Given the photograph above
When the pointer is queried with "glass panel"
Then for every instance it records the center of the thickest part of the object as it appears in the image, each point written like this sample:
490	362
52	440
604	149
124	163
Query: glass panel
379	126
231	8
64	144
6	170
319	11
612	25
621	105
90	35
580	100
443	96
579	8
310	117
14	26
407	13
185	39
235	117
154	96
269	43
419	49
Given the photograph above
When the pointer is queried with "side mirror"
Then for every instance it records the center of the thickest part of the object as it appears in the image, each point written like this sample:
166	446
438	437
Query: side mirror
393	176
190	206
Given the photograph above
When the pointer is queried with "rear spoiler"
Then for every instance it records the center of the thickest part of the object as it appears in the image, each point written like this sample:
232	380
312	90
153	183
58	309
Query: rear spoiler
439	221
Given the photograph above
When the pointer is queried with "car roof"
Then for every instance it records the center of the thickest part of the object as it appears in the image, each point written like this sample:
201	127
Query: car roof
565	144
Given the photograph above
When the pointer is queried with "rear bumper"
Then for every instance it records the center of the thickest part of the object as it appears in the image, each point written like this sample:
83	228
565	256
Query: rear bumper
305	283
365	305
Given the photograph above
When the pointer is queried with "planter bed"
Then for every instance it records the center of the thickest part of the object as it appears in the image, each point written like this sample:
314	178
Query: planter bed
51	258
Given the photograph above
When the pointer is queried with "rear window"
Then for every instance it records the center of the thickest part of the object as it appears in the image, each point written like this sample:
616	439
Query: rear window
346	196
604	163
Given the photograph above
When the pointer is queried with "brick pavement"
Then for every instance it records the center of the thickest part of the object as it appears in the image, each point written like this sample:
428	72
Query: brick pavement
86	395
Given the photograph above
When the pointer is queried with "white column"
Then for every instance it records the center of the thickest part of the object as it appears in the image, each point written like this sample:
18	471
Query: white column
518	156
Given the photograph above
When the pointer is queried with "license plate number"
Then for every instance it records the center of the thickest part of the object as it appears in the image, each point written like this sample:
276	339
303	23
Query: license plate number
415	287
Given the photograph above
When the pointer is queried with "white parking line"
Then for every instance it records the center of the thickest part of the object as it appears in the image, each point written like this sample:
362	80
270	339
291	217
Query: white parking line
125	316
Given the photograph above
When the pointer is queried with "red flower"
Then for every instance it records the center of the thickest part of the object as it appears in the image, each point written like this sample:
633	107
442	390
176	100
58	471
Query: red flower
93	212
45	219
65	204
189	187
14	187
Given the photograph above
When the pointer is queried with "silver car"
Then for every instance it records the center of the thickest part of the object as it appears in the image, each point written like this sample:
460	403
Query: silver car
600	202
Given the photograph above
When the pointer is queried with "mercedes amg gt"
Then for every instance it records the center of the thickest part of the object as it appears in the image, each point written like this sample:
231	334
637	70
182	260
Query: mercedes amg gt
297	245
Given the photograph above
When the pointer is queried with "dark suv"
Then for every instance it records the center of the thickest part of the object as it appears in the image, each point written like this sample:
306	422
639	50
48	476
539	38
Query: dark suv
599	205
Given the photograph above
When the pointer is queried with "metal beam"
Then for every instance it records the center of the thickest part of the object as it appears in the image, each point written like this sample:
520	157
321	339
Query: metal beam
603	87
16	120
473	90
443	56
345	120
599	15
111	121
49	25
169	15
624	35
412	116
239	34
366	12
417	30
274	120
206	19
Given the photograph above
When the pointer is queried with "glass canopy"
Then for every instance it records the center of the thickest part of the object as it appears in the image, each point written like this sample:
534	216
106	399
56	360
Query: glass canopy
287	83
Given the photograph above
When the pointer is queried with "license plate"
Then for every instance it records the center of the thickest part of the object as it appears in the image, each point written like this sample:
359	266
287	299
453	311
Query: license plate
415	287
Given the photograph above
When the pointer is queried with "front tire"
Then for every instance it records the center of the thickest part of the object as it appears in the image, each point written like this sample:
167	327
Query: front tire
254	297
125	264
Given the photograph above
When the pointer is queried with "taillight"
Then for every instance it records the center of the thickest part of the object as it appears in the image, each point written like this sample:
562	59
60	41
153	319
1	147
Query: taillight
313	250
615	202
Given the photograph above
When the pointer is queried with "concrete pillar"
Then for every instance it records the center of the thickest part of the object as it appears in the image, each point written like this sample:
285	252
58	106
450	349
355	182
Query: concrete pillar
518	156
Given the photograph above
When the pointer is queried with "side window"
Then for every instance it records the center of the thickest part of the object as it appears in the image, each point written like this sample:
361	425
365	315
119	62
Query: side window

» **Exercise aim**
Everything in the material above is to be copied exactly.

» **Exercise answer**
Given the photograph above
When the pointer is queried with "glass panel"
Then for every instance it records the center of the thickest part of the object as it appears in the image, each point written like this sample:
490	362
52	440
604	149
124	163
Query: glass panel
379	126
231	8
64	144
6	170
319	11
612	25
621	105
90	35
580	100
443	96
579	8
310	117
14	26
407	13
185	39
235	117
154	96
269	43
419	49
Given the photograph above
When the pointer is queried with "side mirror"
Then for every instance it records the center of the thickest part of the object as it appears in the image, each point written like this sample:
166	446
438	437
Query: side mirror
393	176
190	206
Given the photograph above
When the pointer is queried with "rear spoiler"
Then for every instance it records the center of the thickest part of the object as it appears in the image, each point written like this sample:
232	380
312	90
153	183
58	309
Query: rear spoiler
439	221
Given the photograph above
When the pointer is queried with "car roof"
Then for every instance it records the center of the thickest part of the object as it appears in the image, each point written like this sample:
201	127
Query: car roof
565	144
Given the photograph above
When the pointer is queried with "rear bumper"
Then for every instance it records the center of the thickest part of the object as it appears in the image, each point written like this sample:
83	228
565	256
Query: rear bumper
305	283
365	305
Given the photograph above
When the pointer is queried with "planter bed"
Then for every instance it records the center of the thickest part of the object as it appears in the image, each point written like this sample:
314	178
Query: planter bed
51	258
Given the photograph above
When the pointer is queried with "rear window"
Then for every instance it records the center of the thickest part of the object as it appears in the image, each point written like this sample:
616	439
Query: rear window
346	196
604	163
Given the photograph above
When the pointer is queried with "brick pavement"
Then for every instance it records the center of the thickest part of the object as it appears in the image, each point written like this sample:
428	72
Query: brick pavement
86	395
Given the photograph above
When the pointer is queried with "white column"
Then for every instance it records the center of the thickest part of the object as it appears in the image, each point written like this sample:
18	471
Query: white column
518	156
Given the photograph above
When the pointer is queried with "license plate number"
Then for every instance it records the center of the thickest part of the object as it appears in the image, each point written like this sample:
276	339
303	23
Query: license plate number
415	287
Given the photograph above
When the pointer is queried with "white parking line"
Then for every instance it records the center of the thickest part of the object as it appears in the image, each point written like this sample:
362	80
270	339
291	217
Query: white parking line
125	316
Given the photograph above
When the pointer is queried with "red flower"
Then for every instance it records the center of the thickest part of the object as it appears in the image, each point written like this sample:
633	107
442	390
176	100
58	471
Query: red flower
93	212
45	219
65	204
189	187
14	187
Given the photograph above
When the pointer is queried with "silver car"
Then for every instance it records the center of the thickest part of the object as it appears in the image, each point written like this sample:
460	403
Query: silver car
600	202
Given the photograph above
When the pointer is queried with "mercedes amg gt"
Then for every instance it records the center of the thickest part of the object as it appears in the image, each point written like this sample:
231	334
637	70
182	260
Query: mercedes amg gt
297	245
Given the photograph above
When the pointer is queried with "dark suv"
Then for every instance it records the center of the thickest part of the object as it appears in the image, each point written like this sample:
306	422
639	50
48	476
539	38
Query: dark suv
599	205
Given the photograph above
When the pointer is queried with "metal beam"
Then for every instance it records the center of the thickest part of the object as it appears in the image, each point written like this sample:
520	157
321	339
Query: metal beam
603	87
16	120
473	90
443	56
345	120
599	15
111	121
49	25
169	15
624	35
412	116
239	34
366	12
417	30
274	120
206	19
Given the photograph above
When the pointer is queried with "glass canopy"
Then for every instance it records the center of the thickest part of the object as it appears in the image, each point written like this sample:
534	216
106	399
56	360
Query: glass canopy
287	83
Given the photograph above
When the pointer is queried with "license plate"
Then for every instance it records the center of the thickest part of the object as it appears in the image, each point written like this sample:
359	266
287	299
453	311
Query: license plate
415	287
Given the photograph above
When the pointer is queried with "front tire"
Then for every instance it records the center of the thickest part of the object as it appears in the image, each point written like this sample:
167	327
Query: front tire
254	297
125	264
Given the photograph above
When the pointer is queried with "taillight"
Then for every instance it records the center of the thickest part of the object as it appears in the image, each point written like this sample:
562	59
60	41
153	319
1	147
Query: taillight
313	250
615	202
Given the photograph above
When the pointer is queried with "concrete pillar"
Then for every instance it records the center of the thickest part of the object as it appears in the image, each point written like this sample:
285	252
58	106
450	349
355	182
Query: concrete pillar
518	156
Given the photograph above
When the pointer is queried with "side window"
Then for every instance it records the center of the thickest part of the object as it appears in the image, each point written like this sample:
361	425
365	315
119	62
Query: side window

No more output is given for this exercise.